● WHAT TO DO
Please give the records below as a JSON list of strings, one string per line with blank lines left out, starting at the line that contains "Mark every instance of the window frame" and ending at the last line of the records.

● SOURCE MATERIAL
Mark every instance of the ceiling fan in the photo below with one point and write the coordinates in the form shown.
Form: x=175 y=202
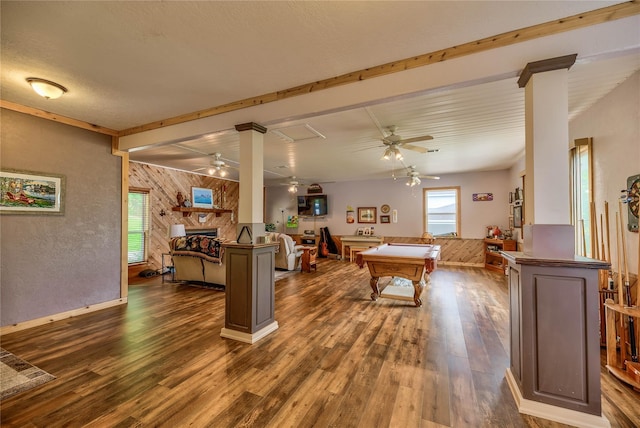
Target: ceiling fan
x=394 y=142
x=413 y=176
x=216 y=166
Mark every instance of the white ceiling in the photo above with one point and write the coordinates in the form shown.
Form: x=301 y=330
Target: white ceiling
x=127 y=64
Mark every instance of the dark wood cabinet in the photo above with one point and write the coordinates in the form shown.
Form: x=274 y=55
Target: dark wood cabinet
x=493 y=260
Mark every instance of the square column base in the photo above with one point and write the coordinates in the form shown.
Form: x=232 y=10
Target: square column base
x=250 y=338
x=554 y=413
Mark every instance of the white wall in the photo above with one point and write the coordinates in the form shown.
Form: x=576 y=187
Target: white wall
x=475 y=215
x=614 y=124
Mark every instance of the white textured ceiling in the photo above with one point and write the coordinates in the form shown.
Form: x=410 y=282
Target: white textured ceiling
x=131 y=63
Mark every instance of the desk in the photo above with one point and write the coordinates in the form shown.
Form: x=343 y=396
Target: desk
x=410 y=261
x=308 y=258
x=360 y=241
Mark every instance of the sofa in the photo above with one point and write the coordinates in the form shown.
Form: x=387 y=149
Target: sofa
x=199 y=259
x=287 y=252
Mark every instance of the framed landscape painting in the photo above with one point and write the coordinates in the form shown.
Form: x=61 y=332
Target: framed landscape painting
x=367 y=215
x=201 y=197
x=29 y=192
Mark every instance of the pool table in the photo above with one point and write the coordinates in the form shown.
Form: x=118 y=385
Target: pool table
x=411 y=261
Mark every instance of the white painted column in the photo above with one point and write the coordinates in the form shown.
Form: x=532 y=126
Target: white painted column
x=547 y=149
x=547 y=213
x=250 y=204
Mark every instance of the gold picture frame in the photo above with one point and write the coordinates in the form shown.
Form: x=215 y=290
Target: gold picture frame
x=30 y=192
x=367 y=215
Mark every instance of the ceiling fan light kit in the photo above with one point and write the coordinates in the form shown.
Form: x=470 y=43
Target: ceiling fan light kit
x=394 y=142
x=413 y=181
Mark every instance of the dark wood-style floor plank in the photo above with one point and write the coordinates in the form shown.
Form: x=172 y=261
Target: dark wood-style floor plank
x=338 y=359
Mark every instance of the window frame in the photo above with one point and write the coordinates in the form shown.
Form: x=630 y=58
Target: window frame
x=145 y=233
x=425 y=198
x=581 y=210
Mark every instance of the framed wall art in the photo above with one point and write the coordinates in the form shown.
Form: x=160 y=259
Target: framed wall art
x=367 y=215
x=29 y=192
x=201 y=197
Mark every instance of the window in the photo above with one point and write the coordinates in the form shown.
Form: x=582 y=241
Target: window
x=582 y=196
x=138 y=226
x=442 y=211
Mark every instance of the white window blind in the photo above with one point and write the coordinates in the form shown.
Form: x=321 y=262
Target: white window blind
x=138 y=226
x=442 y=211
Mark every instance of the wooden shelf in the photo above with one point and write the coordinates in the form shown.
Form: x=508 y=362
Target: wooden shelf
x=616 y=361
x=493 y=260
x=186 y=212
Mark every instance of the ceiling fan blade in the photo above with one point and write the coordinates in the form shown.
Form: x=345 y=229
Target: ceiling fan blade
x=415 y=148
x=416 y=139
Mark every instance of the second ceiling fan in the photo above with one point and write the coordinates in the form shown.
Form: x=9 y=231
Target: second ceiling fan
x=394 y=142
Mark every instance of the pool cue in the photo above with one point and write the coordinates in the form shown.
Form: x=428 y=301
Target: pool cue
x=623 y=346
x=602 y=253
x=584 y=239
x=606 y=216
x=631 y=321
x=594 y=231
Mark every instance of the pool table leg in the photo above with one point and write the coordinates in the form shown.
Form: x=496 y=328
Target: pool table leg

● WRITTEN SOLUTION
[
  "Mark every instance of the window frame in the photo above with one point and write the coordinates in the form shown.",
  "Form: x=630 y=58",
  "Target: window frame",
  "x=145 y=233",
  "x=425 y=198",
  "x=581 y=210",
  "Mark every instance of the framed wall art in the photo above with one point and write the coordinates in the form shown.",
  "Form: x=160 y=259",
  "Target: framed wall art",
  "x=367 y=215",
  "x=29 y=192",
  "x=201 y=197",
  "Mark every instance of the window in the photo above with one point and write the coordinates in the form shown.",
  "Form: x=582 y=241",
  "Target: window",
  "x=582 y=196",
  "x=138 y=226",
  "x=442 y=211",
  "Mark every instance of the white window blind in the photo above with one point and write the coordinates in the form shown.",
  "Form: x=321 y=262",
  "Target: white window blind",
  "x=138 y=226",
  "x=442 y=211",
  "Mark every instance of the wooden shelf in the photo above with one point and write the coordinates in the form shown.",
  "Form: x=508 y=362",
  "Target: wooden shelf",
  "x=616 y=361",
  "x=493 y=260",
  "x=186 y=212",
  "Mark every instance of the ceiling fan blade in the photo above with one point and write the coordinates in the form shown.",
  "Form: x=345 y=229",
  "Target: ceiling fan blade",
  "x=415 y=148",
  "x=416 y=139",
  "Mark every instance of the second ceiling fan in the photo above with one point and write the coordinates in the form shown.",
  "Form: x=9 y=231",
  "Target: second ceiling fan",
  "x=394 y=142",
  "Mark every instance of the pool cue in the photo above with one point and write the coordinates in the form shown.",
  "Form: x=428 y=301",
  "Target: pool cue",
  "x=623 y=346",
  "x=602 y=253",
  "x=584 y=239",
  "x=606 y=216",
  "x=631 y=321",
  "x=594 y=231",
  "Mark every instance of the pool table leg in the photo above with one point and write the coordinates in the form shown.",
  "Form: x=496 y=328",
  "Target: pool table leg"
]